▶ Work instructions:
1. In the passage about getting a book printed, repeat word for word the portion from "(Mormon's Book, a" to "US Air Force.)".
2. Locate each line in the records that contains the string "purple", with case counting, and copy those lines.

#### Page excerpt ####

While I did learn a lot about Quark
(synopsis: yuck!) and Adobe FrameMaker I never actually got my book printed. (It was to be a
compilation of speeches and I never heard back about—and didn't follow
up on—my request for copyright permission to use a handful of addresses
that weren't in the public domain or otherwise licensable.)
For years the expensive list of ten 10-digit numbers ($25 per number!)
has sat in the bottom of a filing cabinet. I managed to find them this
evening. (I found all sorts of other stuff that I hadn't seen or thought
about in years, but that's possibly the subject of a future post.)
I got to looking because I've been trying to decide whether I should go
ahead and publish, on a larger scale, the book I typeset in
LaTeX to give as
Christmas gifts last year.
(Mormon's Book, a paragraphized version of
The Book of
Mormon. The initial print-run was 25 in December and another 52
in March. Since President Gordon B. Hinckley asked Church members
to re-read
the Book of Mormon again before the end of the year I've had a couple
of inquiries from people who've received Mormon's Book asking
if additional copies are avaiable. At the moment, I'm all out—I gave
away my final copy six weeks ago to a captain in the US Air Force.)
Up till now I've had the book printed locally at Alexanders, a digital printer in Utah County. In the volumes
I've been doing each book has run $8.70/each. If I went with a real
bonda-fide book printer instead, and ordered a larger run (perhaps 500?)

#### Records shown ####

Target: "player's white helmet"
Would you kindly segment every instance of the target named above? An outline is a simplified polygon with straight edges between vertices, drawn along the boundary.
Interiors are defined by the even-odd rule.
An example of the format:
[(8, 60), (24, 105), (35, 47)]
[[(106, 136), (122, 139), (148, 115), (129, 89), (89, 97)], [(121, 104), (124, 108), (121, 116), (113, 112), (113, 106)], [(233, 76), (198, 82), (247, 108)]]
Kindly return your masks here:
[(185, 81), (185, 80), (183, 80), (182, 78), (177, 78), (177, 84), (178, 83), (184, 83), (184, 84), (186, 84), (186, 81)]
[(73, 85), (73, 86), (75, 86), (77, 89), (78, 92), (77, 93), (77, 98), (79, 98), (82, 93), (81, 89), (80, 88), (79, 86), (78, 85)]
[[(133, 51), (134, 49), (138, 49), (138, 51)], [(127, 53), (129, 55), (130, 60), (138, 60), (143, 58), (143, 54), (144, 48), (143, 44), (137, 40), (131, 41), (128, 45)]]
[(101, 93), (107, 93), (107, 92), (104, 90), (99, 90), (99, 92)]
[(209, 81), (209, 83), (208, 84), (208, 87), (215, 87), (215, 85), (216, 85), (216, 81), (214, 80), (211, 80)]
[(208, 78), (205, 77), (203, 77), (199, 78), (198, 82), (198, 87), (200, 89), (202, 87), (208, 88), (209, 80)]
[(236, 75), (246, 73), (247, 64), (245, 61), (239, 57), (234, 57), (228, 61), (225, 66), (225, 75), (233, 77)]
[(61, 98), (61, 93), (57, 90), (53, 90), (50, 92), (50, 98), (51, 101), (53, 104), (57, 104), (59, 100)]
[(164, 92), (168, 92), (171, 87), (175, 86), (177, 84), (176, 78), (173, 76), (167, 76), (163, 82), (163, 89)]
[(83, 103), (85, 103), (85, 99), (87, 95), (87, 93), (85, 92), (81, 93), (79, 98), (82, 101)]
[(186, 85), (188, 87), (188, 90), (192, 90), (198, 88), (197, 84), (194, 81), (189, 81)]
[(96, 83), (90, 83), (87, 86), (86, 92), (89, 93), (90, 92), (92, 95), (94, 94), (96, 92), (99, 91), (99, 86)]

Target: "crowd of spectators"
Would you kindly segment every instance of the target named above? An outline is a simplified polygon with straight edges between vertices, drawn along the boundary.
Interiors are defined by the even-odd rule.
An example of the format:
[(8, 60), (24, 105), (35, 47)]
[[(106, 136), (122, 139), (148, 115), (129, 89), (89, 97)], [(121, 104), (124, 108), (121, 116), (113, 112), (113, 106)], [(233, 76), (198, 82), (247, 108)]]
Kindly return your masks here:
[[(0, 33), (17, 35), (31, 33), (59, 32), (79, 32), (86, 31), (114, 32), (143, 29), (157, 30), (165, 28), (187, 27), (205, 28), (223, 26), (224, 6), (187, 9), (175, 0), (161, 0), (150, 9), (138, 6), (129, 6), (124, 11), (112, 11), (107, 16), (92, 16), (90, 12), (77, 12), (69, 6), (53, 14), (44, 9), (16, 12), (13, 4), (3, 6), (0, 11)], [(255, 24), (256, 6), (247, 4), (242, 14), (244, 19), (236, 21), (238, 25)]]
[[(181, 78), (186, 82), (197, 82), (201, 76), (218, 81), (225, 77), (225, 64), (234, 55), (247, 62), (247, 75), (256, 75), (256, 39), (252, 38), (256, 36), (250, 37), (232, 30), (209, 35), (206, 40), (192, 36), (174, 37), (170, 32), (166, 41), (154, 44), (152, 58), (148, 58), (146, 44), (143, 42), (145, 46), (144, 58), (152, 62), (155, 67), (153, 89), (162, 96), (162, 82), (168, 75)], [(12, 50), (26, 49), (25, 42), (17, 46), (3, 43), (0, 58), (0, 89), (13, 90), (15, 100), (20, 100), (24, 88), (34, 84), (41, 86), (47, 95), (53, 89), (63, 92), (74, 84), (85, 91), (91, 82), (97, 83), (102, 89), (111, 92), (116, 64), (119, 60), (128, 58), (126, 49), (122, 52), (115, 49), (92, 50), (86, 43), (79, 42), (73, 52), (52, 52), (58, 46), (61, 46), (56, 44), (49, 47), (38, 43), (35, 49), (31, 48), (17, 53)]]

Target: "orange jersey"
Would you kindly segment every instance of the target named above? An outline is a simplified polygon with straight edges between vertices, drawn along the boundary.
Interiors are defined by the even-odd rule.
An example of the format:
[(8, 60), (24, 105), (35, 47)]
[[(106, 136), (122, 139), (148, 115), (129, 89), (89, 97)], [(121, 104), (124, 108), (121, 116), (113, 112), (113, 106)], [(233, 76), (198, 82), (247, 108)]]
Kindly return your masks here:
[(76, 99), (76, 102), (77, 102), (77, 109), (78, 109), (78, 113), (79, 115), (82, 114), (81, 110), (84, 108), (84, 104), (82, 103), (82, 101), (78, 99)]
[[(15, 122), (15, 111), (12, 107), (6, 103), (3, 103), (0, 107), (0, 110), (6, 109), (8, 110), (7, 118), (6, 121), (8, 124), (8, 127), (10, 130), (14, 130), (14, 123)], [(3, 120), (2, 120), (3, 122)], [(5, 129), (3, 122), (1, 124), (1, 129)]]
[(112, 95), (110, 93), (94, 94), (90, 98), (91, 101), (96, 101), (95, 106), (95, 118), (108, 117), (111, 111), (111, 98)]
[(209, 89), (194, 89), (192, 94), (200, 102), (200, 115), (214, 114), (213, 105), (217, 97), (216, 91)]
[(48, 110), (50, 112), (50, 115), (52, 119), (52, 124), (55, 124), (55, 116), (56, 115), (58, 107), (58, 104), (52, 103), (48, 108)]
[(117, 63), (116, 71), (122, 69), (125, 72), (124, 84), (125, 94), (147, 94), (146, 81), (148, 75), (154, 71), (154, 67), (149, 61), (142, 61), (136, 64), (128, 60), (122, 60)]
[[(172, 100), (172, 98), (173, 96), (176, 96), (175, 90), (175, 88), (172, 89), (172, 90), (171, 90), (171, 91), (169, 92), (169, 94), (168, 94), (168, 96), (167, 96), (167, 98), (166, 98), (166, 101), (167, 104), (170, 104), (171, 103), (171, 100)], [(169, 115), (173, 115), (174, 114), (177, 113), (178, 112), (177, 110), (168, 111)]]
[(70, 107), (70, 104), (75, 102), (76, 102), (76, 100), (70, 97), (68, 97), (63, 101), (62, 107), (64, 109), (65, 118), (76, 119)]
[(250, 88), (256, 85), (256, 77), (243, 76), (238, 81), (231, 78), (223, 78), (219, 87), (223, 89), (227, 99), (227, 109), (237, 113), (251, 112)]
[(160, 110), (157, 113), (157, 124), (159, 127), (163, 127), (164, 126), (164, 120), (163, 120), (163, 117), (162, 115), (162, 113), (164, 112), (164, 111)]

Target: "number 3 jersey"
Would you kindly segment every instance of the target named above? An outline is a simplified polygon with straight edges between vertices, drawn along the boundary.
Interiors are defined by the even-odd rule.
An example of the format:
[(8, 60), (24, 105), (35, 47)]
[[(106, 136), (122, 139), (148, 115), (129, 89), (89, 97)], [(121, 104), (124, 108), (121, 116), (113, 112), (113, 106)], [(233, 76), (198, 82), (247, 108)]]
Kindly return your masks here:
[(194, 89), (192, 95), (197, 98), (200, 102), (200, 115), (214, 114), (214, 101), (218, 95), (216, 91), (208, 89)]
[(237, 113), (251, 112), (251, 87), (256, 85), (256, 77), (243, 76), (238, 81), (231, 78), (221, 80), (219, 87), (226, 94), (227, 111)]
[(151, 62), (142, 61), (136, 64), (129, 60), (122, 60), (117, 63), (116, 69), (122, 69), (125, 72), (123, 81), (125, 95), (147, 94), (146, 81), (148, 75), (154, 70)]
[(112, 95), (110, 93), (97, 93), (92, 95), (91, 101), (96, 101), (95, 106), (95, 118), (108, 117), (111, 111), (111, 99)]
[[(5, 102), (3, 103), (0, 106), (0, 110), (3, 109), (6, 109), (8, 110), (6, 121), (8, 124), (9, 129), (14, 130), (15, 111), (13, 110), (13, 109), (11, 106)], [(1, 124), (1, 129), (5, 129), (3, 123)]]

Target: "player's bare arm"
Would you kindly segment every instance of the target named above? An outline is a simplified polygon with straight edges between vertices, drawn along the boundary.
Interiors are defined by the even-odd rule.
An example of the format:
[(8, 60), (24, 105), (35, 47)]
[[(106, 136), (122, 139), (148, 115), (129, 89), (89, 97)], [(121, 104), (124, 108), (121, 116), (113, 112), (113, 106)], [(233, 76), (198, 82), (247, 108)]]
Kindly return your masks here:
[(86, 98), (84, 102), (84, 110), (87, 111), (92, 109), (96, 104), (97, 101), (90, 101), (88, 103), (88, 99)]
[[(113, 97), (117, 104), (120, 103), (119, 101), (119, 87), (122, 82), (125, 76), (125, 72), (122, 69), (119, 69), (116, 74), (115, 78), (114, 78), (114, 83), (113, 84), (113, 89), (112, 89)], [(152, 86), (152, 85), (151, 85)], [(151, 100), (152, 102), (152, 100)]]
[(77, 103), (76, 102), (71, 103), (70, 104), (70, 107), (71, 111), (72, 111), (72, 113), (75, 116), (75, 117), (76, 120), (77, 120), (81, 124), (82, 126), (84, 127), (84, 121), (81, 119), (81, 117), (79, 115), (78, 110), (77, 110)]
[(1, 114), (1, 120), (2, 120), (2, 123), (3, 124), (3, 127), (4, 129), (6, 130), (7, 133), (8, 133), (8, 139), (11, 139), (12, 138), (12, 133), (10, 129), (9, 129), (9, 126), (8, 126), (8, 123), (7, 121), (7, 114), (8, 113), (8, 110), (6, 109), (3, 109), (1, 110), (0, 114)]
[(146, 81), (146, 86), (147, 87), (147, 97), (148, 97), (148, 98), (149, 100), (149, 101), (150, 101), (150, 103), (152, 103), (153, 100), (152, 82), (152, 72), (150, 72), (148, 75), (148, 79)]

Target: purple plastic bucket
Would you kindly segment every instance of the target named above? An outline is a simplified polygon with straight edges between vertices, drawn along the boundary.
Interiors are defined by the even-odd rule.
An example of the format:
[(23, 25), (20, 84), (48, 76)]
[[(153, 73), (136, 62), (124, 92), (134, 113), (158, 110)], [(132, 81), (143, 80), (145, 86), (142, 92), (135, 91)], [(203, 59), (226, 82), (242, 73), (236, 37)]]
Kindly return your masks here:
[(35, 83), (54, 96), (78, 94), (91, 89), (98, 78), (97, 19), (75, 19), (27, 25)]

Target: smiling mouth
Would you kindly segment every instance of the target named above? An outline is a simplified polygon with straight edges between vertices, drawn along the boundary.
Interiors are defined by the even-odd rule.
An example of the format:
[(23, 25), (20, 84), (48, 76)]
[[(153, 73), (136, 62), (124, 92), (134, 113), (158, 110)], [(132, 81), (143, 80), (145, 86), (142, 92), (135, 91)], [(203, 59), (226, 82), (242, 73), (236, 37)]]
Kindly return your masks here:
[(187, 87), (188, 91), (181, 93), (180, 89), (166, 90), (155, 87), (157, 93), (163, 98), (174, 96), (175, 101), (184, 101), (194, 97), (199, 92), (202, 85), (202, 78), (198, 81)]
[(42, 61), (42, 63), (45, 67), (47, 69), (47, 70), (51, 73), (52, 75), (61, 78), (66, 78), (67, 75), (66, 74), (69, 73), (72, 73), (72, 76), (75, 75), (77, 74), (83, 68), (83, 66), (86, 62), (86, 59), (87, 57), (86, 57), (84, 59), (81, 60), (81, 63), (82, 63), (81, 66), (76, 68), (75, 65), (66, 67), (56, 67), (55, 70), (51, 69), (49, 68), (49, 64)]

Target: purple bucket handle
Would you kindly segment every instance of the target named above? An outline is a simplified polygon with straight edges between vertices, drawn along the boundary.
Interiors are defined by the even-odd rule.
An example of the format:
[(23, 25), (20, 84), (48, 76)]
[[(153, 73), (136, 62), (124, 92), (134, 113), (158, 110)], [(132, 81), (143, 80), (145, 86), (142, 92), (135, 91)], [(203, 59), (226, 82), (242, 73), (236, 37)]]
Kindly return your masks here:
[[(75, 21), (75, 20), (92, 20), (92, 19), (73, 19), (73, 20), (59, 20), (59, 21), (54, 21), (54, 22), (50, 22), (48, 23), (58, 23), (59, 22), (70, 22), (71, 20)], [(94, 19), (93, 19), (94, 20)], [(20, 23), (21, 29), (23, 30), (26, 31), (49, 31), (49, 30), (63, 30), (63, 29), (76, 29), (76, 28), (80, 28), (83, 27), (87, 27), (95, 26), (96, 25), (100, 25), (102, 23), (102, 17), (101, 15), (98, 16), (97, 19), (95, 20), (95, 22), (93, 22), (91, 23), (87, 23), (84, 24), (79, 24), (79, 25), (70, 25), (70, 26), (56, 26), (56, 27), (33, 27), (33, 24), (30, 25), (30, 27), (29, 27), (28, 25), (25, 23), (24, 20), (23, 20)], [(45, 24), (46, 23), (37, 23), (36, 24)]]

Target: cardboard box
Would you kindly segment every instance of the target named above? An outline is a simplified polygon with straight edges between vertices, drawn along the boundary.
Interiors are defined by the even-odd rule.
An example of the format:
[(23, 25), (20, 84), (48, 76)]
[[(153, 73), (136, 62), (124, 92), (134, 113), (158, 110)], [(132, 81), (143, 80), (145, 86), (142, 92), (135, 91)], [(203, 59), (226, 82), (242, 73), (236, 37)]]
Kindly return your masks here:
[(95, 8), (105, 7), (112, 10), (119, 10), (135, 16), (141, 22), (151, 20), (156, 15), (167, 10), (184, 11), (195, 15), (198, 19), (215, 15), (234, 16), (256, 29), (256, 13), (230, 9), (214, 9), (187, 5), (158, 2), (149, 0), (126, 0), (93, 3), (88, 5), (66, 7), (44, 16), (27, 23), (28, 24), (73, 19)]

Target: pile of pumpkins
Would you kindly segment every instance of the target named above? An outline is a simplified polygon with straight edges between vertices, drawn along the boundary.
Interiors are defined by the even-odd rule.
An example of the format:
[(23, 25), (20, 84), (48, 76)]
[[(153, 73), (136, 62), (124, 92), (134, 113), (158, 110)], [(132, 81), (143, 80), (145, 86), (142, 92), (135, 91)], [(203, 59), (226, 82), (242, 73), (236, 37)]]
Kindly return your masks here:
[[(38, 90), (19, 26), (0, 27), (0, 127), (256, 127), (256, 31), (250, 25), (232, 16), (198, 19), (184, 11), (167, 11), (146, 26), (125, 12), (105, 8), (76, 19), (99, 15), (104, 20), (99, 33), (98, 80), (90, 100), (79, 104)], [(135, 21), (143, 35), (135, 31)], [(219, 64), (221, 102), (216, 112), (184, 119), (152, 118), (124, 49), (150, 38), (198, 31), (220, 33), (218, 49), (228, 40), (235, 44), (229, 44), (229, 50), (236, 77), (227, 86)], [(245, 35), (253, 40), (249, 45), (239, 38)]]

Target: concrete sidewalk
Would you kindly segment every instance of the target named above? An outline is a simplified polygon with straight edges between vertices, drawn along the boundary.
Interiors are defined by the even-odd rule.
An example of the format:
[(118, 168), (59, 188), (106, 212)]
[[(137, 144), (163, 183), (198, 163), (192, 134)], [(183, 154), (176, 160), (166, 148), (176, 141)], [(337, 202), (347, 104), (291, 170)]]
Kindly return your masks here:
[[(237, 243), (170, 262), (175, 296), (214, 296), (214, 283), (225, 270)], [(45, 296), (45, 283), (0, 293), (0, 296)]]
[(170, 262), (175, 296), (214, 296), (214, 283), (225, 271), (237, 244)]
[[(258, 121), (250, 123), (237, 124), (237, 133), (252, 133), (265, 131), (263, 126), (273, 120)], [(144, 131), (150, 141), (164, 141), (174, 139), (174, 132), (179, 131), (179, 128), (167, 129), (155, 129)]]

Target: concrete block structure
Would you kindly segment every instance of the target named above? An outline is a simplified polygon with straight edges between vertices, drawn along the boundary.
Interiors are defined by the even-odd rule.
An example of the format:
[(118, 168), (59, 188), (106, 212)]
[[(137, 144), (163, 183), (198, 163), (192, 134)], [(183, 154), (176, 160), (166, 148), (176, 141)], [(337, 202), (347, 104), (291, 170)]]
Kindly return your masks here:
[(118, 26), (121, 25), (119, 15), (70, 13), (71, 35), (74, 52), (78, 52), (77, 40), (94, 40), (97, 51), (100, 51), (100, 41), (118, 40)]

####

▶ Answer set:
1.
(Mormon's Book, a paragraphized version of
The Book of
Mormon. The initial print-run was 25 in December and another 52
in March. Since President Gordon B. Hinckley asked Church members
to re-read
the Book of Mormon again before the end of the year I've had a couple
of inquiries from people who've received Mormon's Book asking
if additional copies are avaiable. At the moment, I'm all out—I gave
away my final copy six weeks ago to a captain in the US Air Force.)

2.
Target: purple plastic bucket
Target: purple bucket handle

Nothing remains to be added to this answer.